What is being asked: Which lines make up the answer? Those from the line with "of the shop" through the end of the data; reproduce them exactly.

+---+

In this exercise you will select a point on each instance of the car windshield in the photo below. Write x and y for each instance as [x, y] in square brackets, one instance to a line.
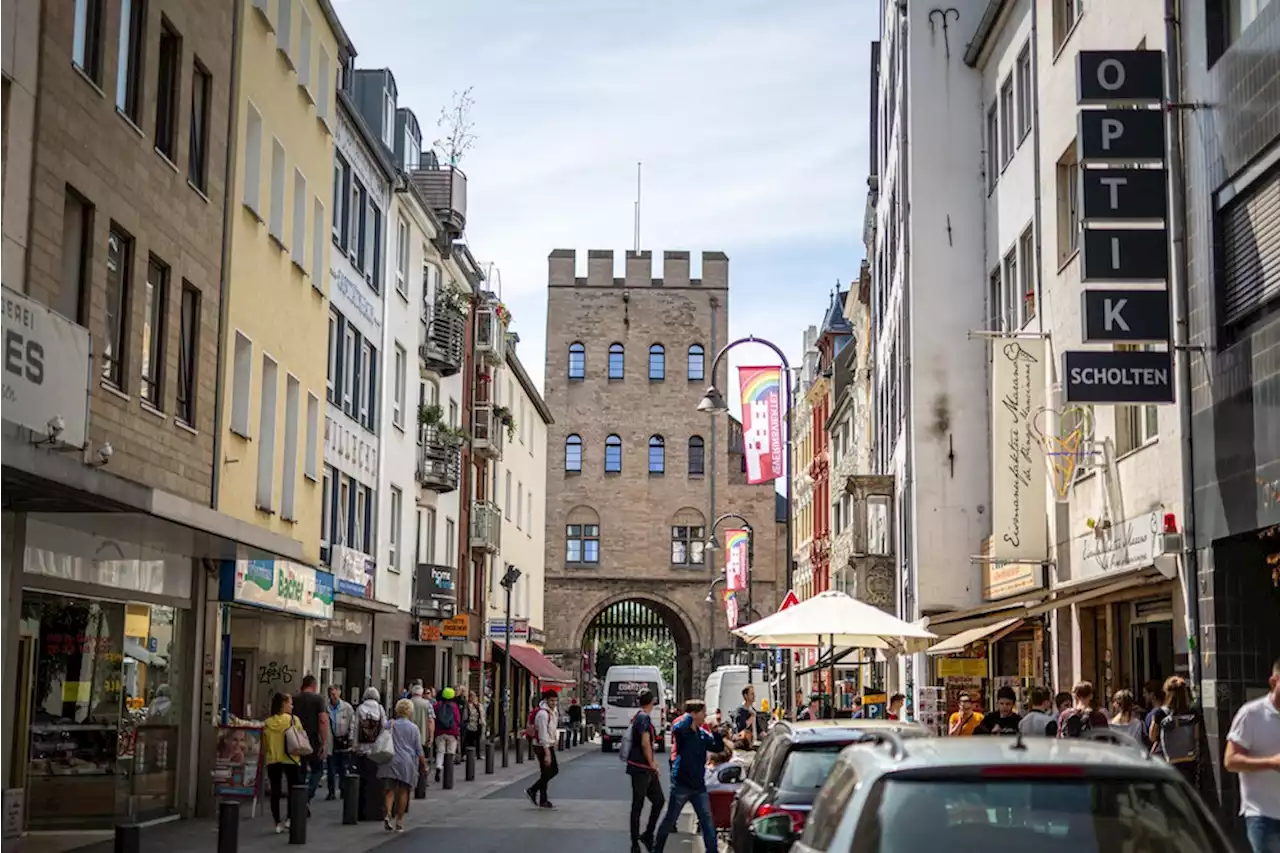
[807, 767]
[626, 694]
[1042, 815]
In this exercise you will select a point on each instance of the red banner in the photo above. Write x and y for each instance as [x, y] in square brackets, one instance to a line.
[736, 546]
[762, 423]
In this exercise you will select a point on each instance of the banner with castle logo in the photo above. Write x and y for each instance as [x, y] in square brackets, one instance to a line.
[762, 423]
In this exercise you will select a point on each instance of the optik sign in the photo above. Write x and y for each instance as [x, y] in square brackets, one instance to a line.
[45, 366]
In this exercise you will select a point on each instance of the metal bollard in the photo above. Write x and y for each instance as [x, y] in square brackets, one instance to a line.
[228, 826]
[350, 799]
[298, 815]
[128, 838]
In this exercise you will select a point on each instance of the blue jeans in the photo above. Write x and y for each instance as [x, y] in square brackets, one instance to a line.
[337, 766]
[702, 803]
[1264, 834]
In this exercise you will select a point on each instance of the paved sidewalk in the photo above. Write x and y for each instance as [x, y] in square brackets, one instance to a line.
[325, 831]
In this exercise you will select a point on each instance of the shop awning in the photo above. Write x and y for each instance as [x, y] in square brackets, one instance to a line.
[961, 641]
[539, 665]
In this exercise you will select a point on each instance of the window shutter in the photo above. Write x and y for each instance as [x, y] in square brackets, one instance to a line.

+---+

Solution for this exercise:
In this exercise you will select a point on each instance of the shop awning in the photo above. Write x and y for each instance as [x, y] in square brackets, one instance to a line.
[961, 641]
[539, 665]
In this exercise you will select a point on each instance of the window shutter in the photo above. Write x and y for each instance as [x, y] in square brackets, one instance to a line.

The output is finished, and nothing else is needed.